[Records from a data collection]
+ + + +

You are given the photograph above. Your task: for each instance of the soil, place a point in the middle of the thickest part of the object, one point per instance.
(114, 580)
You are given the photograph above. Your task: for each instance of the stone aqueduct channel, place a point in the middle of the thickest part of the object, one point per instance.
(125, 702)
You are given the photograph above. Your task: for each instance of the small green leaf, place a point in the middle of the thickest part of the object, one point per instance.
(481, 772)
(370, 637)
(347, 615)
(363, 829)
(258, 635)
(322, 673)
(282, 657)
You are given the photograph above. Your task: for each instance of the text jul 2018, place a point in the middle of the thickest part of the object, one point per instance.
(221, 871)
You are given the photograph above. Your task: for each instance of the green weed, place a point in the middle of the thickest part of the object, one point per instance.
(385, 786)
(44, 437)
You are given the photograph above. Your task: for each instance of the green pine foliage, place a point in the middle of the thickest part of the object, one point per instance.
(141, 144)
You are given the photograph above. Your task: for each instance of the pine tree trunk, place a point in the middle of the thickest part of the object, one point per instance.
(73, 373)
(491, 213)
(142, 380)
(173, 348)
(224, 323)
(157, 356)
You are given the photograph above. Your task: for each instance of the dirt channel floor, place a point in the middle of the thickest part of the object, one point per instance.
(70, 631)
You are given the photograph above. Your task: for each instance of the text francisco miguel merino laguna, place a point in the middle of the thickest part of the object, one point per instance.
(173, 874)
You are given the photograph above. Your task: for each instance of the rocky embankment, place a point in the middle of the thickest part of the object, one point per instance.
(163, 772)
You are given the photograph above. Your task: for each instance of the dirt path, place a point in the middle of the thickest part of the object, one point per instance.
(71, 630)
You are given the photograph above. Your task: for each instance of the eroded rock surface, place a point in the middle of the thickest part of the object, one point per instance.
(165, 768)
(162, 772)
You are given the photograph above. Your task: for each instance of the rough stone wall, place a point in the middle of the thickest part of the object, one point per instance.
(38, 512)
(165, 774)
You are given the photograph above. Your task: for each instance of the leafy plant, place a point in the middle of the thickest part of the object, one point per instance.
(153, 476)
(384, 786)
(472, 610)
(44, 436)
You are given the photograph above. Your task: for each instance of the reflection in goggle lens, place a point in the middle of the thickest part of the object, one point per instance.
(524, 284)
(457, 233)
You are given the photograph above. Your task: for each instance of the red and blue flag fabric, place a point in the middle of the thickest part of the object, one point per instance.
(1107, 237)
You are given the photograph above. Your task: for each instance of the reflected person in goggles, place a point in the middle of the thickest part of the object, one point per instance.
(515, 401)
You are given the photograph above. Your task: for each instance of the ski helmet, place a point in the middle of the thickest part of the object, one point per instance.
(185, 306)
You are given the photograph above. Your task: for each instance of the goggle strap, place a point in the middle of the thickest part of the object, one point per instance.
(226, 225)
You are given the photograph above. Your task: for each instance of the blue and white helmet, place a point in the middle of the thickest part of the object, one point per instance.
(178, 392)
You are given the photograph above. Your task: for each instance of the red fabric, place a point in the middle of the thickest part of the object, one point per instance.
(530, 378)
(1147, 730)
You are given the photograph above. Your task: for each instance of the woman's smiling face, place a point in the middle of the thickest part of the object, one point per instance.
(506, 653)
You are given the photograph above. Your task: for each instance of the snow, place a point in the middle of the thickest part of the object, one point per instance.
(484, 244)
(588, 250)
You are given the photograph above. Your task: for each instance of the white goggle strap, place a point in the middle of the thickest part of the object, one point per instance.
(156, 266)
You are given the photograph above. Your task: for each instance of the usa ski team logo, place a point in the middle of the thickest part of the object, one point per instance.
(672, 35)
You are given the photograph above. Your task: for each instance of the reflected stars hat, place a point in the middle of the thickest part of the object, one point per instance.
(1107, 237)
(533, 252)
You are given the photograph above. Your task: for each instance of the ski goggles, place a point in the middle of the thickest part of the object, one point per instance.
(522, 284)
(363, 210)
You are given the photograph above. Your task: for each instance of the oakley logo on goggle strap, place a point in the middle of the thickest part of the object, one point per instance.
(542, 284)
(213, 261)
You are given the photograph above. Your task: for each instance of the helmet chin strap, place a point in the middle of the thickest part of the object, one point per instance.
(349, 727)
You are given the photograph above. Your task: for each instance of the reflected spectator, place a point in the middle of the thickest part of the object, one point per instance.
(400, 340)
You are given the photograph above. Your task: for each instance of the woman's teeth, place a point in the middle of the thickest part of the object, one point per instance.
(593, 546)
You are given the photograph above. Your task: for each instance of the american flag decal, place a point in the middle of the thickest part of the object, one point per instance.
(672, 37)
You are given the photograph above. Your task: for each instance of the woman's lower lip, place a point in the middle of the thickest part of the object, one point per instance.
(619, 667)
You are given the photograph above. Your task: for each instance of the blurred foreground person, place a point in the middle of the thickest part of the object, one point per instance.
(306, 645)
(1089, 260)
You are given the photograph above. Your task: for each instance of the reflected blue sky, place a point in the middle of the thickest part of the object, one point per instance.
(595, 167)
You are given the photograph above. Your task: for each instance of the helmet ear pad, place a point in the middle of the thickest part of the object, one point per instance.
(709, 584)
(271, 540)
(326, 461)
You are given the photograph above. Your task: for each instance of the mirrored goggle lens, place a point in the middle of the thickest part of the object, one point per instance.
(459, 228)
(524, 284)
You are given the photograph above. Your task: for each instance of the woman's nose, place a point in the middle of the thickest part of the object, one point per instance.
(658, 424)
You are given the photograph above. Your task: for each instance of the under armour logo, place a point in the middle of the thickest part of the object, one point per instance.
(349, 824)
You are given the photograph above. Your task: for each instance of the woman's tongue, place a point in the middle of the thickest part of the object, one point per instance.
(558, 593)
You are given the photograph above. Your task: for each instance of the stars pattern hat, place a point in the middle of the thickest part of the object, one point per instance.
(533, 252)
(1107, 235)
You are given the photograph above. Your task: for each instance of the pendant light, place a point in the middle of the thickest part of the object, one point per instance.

+ + + +

What you are asked to do
Please repeat the data above verbatim, all of it.

Task output
You are given the photograph above. Your task: for each instance of the soil, place a point in the middle of the thickest part of the object, one point per instance.
(114, 580)
You are given the photograph above. Your task: for each instance of the stone aqueduct channel, place a point in the middle of the thickest part of the object, one point per instance.
(125, 702)
You are given the photograph above. Your task: for each instance of the small green leaf, place a point in the middle of the thickest part of the object, one point per instance.
(481, 772)
(370, 637)
(347, 615)
(363, 829)
(258, 635)
(322, 673)
(282, 657)
You are given the photograph above. Your task: for each instance of the text jul 2018, place a point in the middle of the thickest part of the object, one point per instance.
(221, 871)
You are given the photograph above. Your task: for each instance of the green weed, place a point in the middle of the thickest part of the object, one point per instance.
(385, 786)
(44, 437)
You are given the photograph above. Your task: for each instance of the green pine foliage, place a point in the middle of the thickest part of the object, one point per instance.
(141, 144)
You are given the photograph above. Your task: for each instance of the pine tree trunk, place a point in the middle of the thickest part of the object, one point per instance.
(73, 373)
(491, 213)
(142, 380)
(173, 348)
(224, 323)
(157, 356)
You are given the photograph above. Your task: for each instance of the dirt channel floor, place a point in the middle of the thickest part of the object, one point per instance.
(70, 631)
You are given the photograph above. Your task: for each instance of the text francisco miguel merino laguna, place a point in the middle of the thickest part of the object, one point per instance.
(173, 874)
You are given the photograph above. Your task: for each instance of the rocky embankment, place a point in the middle of the thickest part of the object, one point per instance.
(163, 772)
You are given the photograph above. Your task: for each instance of the dirt path, place a point in the middle of the thickest part of the object, one point per instance.
(71, 630)
You are given the photograph above. Your task: for each instance of the eroded rock surface, place a point in the middle of the thickest part of the object, one point per instance.
(165, 768)
(162, 772)
You are given the photograph above. Your task: for each instance of the rough stone wall, place a point in the middle of the thickest part of the object, one point per instance.
(38, 512)
(165, 774)
You are given the photograph above. Your task: for each instance of the leafy plant, place a point in the middle of the thickest part of the object, one point per instance.
(153, 476)
(384, 786)
(472, 610)
(44, 436)
You are given the photograph above. Your task: for each instance of the reflection in goggle lens, place a point in the middle of the thickest part of the object, one point per instance.
(524, 284)
(457, 233)
You are given the photograph above. Your task: for each instance of the red and blue flag fabric, place a point in the middle of the thickest part of the object, one point per instance.
(1107, 237)
You are given the photograph above. Your task: for each instance of the reflected person in goggles, place a point in the middle of the thickest part of the object, one point per instance.
(515, 401)
You are given the photograph above. Your task: for each instance of the ski helmet, place a point in the middle of the thickest part of the object, one point per instance.
(185, 306)
You are given the photograph above. Your task: for each instance of the goggle strap, place a point in the middle of the thickest part of the object, one point per instance.
(226, 225)
You are given the photograph above. Your task: for each instance of the blue and white helmet, place a point in the middle of the thickest part of the object, one point per instance.
(178, 392)
You are given the photograph above. Your task: for each instance of the red fabric, place a point in the middle of the thickest part of the object, one point per instance.
(530, 378)
(1147, 730)
You are given the photograph above. Your task: for each instance of the woman's smiling face, place a point in the middle of the thickest part of the object, one point per instance.
(506, 653)
You are given the photograph above. Your task: for each instance of the snow, place a point in the middle of the thickest part of the object, one point per instance.
(484, 244)
(588, 250)
You are given the photograph above. Your task: for each instance of the white goggle strap, place a point in the middle of the thickest part of the object, one point per instance.
(156, 266)
You are given the photograph above. Your task: for each instance of the usa ski team logo, place a point in the middle of the thickest part of the object, one point per instance.
(672, 35)
You are given the photograph above. Your task: for each instance of the reflected stars hat, place a point in the middle of the thickest part of the object, one point per instance.
(1107, 237)
(533, 252)
You are given the photograph above. Your task: for each instance of the ski goggles, place a point in the middle of the thickest part of the object, one point per instance.
(522, 284)
(363, 210)
You are given the photograph above. Your task: for each instance of the oakley logo on goggle strap, place a point in the middle of the thickest part of the object, one point per instance.
(542, 284)
(213, 261)
You are given the photograph above. Your task: for each instance of the helmet chin strap, place a point in the middle of the thickest part of the object, one point per instance.
(349, 727)
You are given the photograph above. Your task: for each instance of the reflected spectator, place a point in the middle of the thickest part of the object, one point per instance.
(400, 340)
You are given the photograph above. Your task: for each instance of the woman's teeth, place a point in the middle of the thickest part of the object, one point per instance.
(593, 546)
You are given the photograph above. Your task: for each instance of the american flag decal, place a point in the middle of the thickest part of the object, one point per instance.
(672, 37)
You are given the photograph above. Your task: for each instance of the woman's lower lip, place a point in the middle of the thickest part of the object, one point per instance.
(619, 667)
You are given the photograph above. Your task: for each instance of the blurred foreground person, place a point in the middle of the thickest part of the object, one point per instance.
(306, 645)
(1089, 260)
You are given the photograph above. Your task: for each instance of the reflected blue sky, place a point in the middle of the thickest part of the object, one point per instance.
(595, 167)
You are given the photograph above. Your task: for each instance of the helmet ear pad, place a point in the middle of the thickest part of the object, one point per instance.
(709, 584)
(271, 540)
(326, 461)
You are given the photograph above. Your task: for each instance of the mirrored goggle lens, place a point in the middle of the thickest part of the object, one point per instance.
(459, 228)
(524, 284)
You are given the photograph above. Your task: for each instance of the woman's nose, place a point in the middle of the thickest part of the object, one point per instance.
(658, 424)
You are given the photograph above. Your task: for each instance of the under armour logo, place a point in the middle of the thickest part of the object, one point per instance.
(349, 824)
You are given the photograph above. Your task: for each instance of the woman's tongue, place a point in the middle of the thickest part of the object, one point per instance.
(558, 593)
You are given the photograph above. Your task: for each instance of the stars pattern hat, place a point in the middle of the thickest part of the object, one point per instance.
(533, 252)
(1107, 235)
You are given the photograph above. Your task: for each instance of the pendant light, place a point in the middle of the thickest part of the object, one point per instance.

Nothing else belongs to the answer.